▸ **Records contained in a dataset**:
--
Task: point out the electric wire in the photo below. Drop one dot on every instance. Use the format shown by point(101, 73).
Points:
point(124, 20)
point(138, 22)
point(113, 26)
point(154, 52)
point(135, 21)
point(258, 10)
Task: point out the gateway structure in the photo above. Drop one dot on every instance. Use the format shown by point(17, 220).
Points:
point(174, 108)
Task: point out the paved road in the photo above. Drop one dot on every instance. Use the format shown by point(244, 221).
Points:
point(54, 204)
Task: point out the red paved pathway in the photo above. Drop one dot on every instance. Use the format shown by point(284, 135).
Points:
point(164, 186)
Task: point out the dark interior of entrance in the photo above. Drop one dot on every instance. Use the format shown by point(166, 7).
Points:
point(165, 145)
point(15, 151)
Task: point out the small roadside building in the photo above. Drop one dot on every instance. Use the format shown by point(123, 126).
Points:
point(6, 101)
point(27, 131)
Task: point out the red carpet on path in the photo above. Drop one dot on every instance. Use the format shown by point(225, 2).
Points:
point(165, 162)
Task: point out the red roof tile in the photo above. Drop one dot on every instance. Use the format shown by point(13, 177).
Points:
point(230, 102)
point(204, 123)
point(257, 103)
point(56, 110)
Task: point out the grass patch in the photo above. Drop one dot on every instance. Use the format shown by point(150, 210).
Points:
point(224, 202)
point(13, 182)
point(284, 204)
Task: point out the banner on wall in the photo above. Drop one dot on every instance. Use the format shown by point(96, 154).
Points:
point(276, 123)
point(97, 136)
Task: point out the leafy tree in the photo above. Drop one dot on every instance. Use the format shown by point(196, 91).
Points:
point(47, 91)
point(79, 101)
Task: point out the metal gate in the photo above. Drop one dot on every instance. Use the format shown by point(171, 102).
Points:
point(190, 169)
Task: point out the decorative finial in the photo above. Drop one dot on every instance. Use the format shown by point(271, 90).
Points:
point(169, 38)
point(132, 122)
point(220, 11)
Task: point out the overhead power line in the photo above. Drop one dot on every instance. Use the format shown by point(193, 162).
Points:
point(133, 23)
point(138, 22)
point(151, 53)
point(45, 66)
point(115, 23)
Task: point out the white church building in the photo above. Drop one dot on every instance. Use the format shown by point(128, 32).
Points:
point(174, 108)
--
▸ **Exercise prompt**: Your answer must consist of every line above, transcribed verbatim.

▸ **Written solution**:
Task: point out the electric wire in the photo below. Drop one dot on every instance. Use the format shown by point(101, 73).
Points:
point(124, 20)
point(138, 22)
point(113, 26)
point(154, 52)
point(135, 21)
point(258, 10)
Task: point out the gateway structure in the photo above. Drop one dot on every instance. Use the format shown by point(17, 220).
Points:
point(174, 108)
Task: point out the paved road in the photo above. Drop one dot on every instance. Use the format shown by point(244, 221).
Points:
point(54, 204)
Task: point out the red paved pathway in the photo above. Drop one dot on every instance. Use the format shown by point(284, 135).
Points:
point(164, 186)
Task: point out the dark interior of entrance in the photo above. Drop one dot on every instance. Use the format shown by point(166, 7).
Points:
point(165, 145)
point(15, 151)
Task: point out the small roadside building in the photo above. Drop one dot on every instance. Use the format shown by point(123, 126).
Points:
point(6, 101)
point(27, 131)
Task: point out the red carpet on path in the photo above. Drop one dot on every instance. Use the format shown by point(225, 2).
Points:
point(165, 162)
Task: point out the red roof tile in the photo above. Drop one dot on every instance. Use the format shown by point(13, 177).
Points:
point(230, 102)
point(204, 123)
point(257, 103)
point(56, 110)
Task: point out the grass patch in the photo above. Drop one dot on every instance. Use the format shown by point(150, 210).
Points:
point(224, 202)
point(13, 182)
point(284, 204)
Task: point out the banner on wall in the photo above. Drop one dot on every instance. Use the format shown by point(96, 154).
Points:
point(276, 123)
point(97, 136)
Task: point out the leafy tree in the photo above. Drop one dot on every instance. Use the format shown by point(196, 91).
Points:
point(47, 91)
point(79, 101)
Task: point out the metal gate in the photo above. Drop one dot on every instance. Use the format shown by point(171, 102).
Points:
point(190, 169)
Task: point out the decorative finial in the photo above. Drop one dot on every instance. Use the format shown by point(271, 90).
Points:
point(169, 38)
point(132, 122)
point(220, 11)
Task: point out the overhead power line in the photo above. Drop one dot on every instance. Use the format shown by point(193, 162).
Points:
point(133, 23)
point(138, 22)
point(151, 53)
point(45, 66)
point(115, 23)
Task: point out the white church building in the photo above. Drop one dot on every instance. Use the format shown by point(128, 32).
Points:
point(174, 108)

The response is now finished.